__Supplied passage__:
◆ ◆ ◆ ◆ ◆ ◆ ◆
As we returned to our hotel in Isla Verde from Old San Juan we passed by low income residential buildings that reminded me of the Bliss structures in Manila. Gigi narrated that these were built by a politician to integrate the low income bracket into the once high class expensive environs of the Condado. Exactly the story of our own Bliss.
Puerto Rican version of the Bliss housing
(TO BE CONTINUED)
Like the Philippines, Puerto Rico lived much of its history under the Spaniards. The influence of Spain is prevalent from cuisine, the language, the pace of life, the architecture and religion. So much like being home, I couldn't help but compare it with what had been familiar to me, growing up. The siesta, the laid-back lifestyle where everything grinds slow, the people hanging out at public square, parks or malls just people-watching.
Old San Juan was awesome. The short drive from Isla Verde where we were staying to the old fortress was brief and scenic. Nicole was the great navigator who could always pinpoint where we were on the map. Upon arriving, Old San Juan's cobbestone streets immediately transported me back in time to my old favorite location - the streets of Vigan in Ilocos Norte, the Philippines. Ang ganda, feeling Maria Clara nanaman ang drama ko.
◆ ◆ ◆ ◆ ◆ ◆ ◆
__Information provided__:
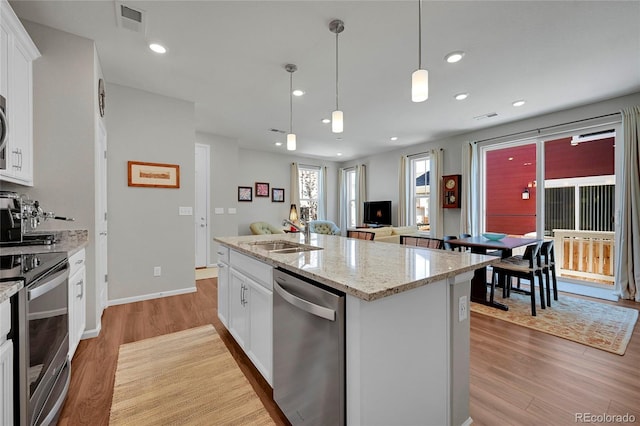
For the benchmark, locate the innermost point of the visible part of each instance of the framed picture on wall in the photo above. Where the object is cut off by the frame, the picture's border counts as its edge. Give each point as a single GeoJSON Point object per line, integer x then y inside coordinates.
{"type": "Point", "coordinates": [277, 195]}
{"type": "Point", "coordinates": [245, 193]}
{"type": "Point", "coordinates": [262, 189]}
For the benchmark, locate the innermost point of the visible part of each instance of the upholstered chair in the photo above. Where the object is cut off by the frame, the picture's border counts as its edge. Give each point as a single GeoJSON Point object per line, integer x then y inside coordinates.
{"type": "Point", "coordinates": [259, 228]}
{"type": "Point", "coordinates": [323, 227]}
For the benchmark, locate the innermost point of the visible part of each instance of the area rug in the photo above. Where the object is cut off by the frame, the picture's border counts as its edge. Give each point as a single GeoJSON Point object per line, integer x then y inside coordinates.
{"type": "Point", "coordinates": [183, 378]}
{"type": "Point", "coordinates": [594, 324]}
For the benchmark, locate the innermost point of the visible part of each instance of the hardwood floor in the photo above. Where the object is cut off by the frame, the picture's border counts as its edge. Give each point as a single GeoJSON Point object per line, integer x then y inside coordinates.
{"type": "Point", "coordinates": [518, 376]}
◆ ◆ ◆ ◆ ◆ ◆ ◆
__Goal of the exercise__:
Quote the Puerto Rico travel post word for word, from "Old San Juan was" to "ang drama ko.". The entries are separate and have nothing to do with the Puerto Rico travel post.

__Problem solution__:
Old San Juan was awesome. The short drive from Isla Verde where we were staying to the old fortress was brief and scenic. Nicole was the great navigator who could always pinpoint where we were on the map. Upon arriving, Old San Juan's cobbestone streets immediately transported me back in time to my old favorite location - the streets of Vigan in Ilocos Norte, the Philippines. Ang ganda, feeling Maria Clara nanaman ang drama ko.